Point localization data
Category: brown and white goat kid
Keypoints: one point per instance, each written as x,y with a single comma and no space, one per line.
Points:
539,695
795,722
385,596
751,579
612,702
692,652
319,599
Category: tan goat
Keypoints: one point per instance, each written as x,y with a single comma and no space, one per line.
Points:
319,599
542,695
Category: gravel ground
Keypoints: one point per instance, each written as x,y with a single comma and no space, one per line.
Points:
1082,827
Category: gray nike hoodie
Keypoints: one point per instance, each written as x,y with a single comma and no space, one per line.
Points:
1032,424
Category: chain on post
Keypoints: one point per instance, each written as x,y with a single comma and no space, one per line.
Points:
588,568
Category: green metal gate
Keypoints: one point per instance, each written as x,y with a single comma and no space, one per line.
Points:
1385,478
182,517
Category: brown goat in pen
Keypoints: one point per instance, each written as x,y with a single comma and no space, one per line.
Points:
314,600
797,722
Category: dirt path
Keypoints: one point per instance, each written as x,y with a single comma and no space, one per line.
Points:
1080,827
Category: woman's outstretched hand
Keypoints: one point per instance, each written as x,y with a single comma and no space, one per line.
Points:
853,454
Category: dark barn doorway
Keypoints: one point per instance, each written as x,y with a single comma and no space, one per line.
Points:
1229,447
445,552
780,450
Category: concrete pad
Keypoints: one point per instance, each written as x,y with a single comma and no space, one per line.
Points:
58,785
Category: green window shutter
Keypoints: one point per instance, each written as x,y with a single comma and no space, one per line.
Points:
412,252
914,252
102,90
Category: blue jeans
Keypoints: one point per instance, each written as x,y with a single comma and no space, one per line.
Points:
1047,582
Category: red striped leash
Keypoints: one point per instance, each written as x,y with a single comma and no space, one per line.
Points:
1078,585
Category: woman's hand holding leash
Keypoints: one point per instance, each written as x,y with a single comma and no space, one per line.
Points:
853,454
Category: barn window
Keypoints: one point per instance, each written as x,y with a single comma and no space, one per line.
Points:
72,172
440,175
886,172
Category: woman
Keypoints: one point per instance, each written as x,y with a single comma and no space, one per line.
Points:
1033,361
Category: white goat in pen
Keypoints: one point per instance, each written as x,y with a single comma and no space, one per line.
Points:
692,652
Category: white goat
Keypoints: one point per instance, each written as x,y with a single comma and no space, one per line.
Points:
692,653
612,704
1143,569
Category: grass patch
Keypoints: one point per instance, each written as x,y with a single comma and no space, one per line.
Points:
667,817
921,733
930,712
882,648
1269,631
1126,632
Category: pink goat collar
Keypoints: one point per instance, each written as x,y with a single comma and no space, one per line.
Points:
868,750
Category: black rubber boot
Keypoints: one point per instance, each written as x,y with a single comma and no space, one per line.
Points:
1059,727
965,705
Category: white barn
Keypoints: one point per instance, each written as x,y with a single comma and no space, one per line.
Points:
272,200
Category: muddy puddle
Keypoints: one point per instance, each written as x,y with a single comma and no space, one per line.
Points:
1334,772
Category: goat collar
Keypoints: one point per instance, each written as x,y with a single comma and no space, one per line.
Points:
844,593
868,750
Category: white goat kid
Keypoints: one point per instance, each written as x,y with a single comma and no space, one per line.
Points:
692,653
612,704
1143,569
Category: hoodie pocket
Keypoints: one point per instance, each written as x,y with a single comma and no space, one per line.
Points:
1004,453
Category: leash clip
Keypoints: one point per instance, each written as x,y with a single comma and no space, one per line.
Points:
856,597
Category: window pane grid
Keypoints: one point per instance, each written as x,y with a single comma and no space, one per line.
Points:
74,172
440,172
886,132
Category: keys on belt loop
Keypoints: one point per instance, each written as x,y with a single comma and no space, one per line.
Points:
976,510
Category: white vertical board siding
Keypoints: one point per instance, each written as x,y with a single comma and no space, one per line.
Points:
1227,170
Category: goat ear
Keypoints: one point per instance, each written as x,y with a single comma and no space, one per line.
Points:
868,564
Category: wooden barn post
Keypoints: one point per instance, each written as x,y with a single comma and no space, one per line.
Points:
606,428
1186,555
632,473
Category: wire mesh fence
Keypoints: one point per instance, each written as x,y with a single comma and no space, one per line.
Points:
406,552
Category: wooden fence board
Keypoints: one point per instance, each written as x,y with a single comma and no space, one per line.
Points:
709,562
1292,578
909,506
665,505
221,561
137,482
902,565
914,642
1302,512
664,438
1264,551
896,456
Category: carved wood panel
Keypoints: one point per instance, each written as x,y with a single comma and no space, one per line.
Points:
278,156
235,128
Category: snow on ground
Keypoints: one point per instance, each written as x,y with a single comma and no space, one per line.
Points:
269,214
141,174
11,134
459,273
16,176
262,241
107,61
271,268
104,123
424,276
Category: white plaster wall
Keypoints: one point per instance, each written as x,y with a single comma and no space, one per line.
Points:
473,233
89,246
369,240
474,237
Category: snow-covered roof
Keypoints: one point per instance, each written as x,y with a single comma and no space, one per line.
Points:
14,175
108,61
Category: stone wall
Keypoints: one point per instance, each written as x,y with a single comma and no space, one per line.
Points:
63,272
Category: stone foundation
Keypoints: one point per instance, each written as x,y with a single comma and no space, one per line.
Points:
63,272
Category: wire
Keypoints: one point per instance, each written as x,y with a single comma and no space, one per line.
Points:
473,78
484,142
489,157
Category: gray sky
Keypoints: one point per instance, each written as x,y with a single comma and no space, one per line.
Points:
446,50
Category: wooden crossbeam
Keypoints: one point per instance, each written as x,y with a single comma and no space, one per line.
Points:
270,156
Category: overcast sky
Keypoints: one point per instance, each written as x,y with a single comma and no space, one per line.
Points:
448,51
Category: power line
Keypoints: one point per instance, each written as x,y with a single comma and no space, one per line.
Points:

[WORK ORDER] In the records, which lines mention the word "wooden"? Copy those lines.

[RESULT]
Category: wooden barn post
Category: wooden fence board
Category: wooden crossbeam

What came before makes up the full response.